**Written task:** List every line in the material below that contains the string "chair", treating uppercase and lowercase letters as different.

- - - - -

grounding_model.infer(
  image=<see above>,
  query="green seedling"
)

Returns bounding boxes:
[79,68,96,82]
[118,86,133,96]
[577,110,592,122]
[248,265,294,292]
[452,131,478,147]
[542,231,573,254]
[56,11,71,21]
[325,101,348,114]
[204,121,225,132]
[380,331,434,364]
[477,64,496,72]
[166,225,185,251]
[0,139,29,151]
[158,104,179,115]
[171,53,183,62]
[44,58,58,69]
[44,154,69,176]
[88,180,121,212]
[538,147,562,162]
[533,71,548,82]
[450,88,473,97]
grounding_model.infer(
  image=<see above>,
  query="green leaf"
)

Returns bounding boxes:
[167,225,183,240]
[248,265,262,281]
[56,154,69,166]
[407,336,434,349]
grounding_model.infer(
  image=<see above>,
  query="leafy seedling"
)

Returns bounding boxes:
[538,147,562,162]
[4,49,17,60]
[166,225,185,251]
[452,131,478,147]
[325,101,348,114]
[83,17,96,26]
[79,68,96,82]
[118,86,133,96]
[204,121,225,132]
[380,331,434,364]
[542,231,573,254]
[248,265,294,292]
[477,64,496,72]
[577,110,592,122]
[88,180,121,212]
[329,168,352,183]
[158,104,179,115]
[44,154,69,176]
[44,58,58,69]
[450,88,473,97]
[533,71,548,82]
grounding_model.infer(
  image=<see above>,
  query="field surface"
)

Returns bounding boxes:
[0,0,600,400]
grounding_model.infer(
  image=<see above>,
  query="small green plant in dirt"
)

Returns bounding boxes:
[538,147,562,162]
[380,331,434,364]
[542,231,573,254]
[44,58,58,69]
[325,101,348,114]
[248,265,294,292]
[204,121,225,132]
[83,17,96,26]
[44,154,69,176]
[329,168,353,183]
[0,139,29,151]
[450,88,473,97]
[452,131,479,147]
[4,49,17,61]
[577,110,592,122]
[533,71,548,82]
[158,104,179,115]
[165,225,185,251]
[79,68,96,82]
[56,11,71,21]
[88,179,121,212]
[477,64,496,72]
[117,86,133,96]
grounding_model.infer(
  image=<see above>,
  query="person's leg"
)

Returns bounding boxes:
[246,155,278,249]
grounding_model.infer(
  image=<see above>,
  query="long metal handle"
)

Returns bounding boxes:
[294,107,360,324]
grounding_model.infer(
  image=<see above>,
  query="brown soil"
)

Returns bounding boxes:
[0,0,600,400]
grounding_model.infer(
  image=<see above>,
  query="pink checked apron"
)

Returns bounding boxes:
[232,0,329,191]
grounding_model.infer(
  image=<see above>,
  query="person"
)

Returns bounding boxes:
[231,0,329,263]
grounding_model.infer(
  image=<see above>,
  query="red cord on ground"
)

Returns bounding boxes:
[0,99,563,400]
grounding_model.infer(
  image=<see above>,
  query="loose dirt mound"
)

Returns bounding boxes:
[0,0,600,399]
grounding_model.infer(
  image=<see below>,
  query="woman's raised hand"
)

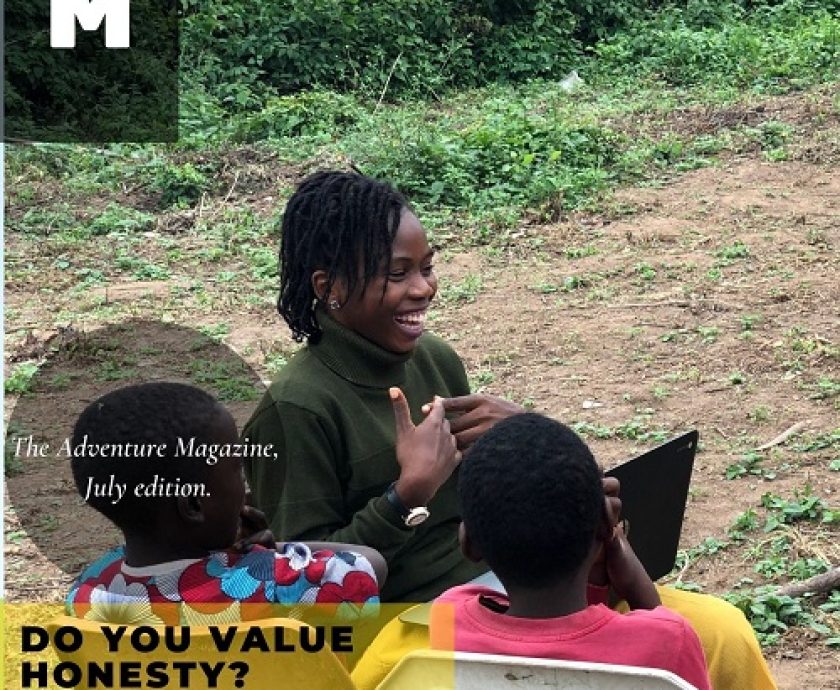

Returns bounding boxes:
[388,388,461,507]
[423,393,525,450]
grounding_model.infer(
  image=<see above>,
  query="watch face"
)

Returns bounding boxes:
[405,508,429,527]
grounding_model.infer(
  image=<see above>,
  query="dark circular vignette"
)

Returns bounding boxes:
[5,320,265,580]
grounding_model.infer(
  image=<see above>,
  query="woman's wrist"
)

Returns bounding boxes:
[394,476,434,509]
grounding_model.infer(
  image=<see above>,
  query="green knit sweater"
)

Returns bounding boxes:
[242,312,487,602]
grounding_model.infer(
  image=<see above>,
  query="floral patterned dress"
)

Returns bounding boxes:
[65,543,379,625]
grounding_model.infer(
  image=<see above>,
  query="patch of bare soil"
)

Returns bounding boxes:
[4,92,840,690]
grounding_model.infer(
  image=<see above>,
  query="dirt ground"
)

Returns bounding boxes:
[4,90,840,690]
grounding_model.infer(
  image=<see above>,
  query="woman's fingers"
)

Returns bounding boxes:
[388,387,416,436]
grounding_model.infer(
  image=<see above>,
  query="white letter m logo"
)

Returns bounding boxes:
[50,0,130,48]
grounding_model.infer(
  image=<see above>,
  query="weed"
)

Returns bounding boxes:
[741,314,762,333]
[441,273,484,304]
[96,359,137,381]
[153,163,210,208]
[198,323,230,343]
[87,203,155,235]
[3,362,40,395]
[747,405,770,424]
[761,486,840,532]
[469,369,496,393]
[563,244,598,259]
[715,240,750,266]
[697,326,720,343]
[724,452,776,479]
[190,359,260,401]
[728,371,747,386]
[633,263,656,281]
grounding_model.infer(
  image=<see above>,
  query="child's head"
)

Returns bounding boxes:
[277,172,437,352]
[458,413,605,589]
[71,383,245,551]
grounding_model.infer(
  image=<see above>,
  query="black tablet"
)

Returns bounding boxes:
[606,431,699,580]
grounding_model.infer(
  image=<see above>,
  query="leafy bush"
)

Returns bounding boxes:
[154,163,210,206]
[594,0,840,89]
[347,92,619,223]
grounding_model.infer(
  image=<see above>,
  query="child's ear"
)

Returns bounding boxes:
[175,496,204,525]
[311,270,347,304]
[312,271,329,302]
[458,522,484,563]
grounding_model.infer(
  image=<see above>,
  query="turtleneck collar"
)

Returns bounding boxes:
[308,308,412,388]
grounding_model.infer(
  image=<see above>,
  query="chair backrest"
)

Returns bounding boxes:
[377,651,696,690]
[47,616,353,690]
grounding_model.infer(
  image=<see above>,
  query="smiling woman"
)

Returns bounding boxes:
[243,172,519,601]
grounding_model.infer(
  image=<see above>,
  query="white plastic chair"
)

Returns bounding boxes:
[377,651,696,690]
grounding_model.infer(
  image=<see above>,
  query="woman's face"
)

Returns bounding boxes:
[330,210,437,352]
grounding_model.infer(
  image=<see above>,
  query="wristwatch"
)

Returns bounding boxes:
[385,482,431,527]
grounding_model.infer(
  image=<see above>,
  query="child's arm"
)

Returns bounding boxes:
[294,541,388,589]
[430,393,525,451]
[604,525,662,609]
[589,477,660,609]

- - - - -

**Reply:**
  query="chair backrest"
  query="white plastic chair"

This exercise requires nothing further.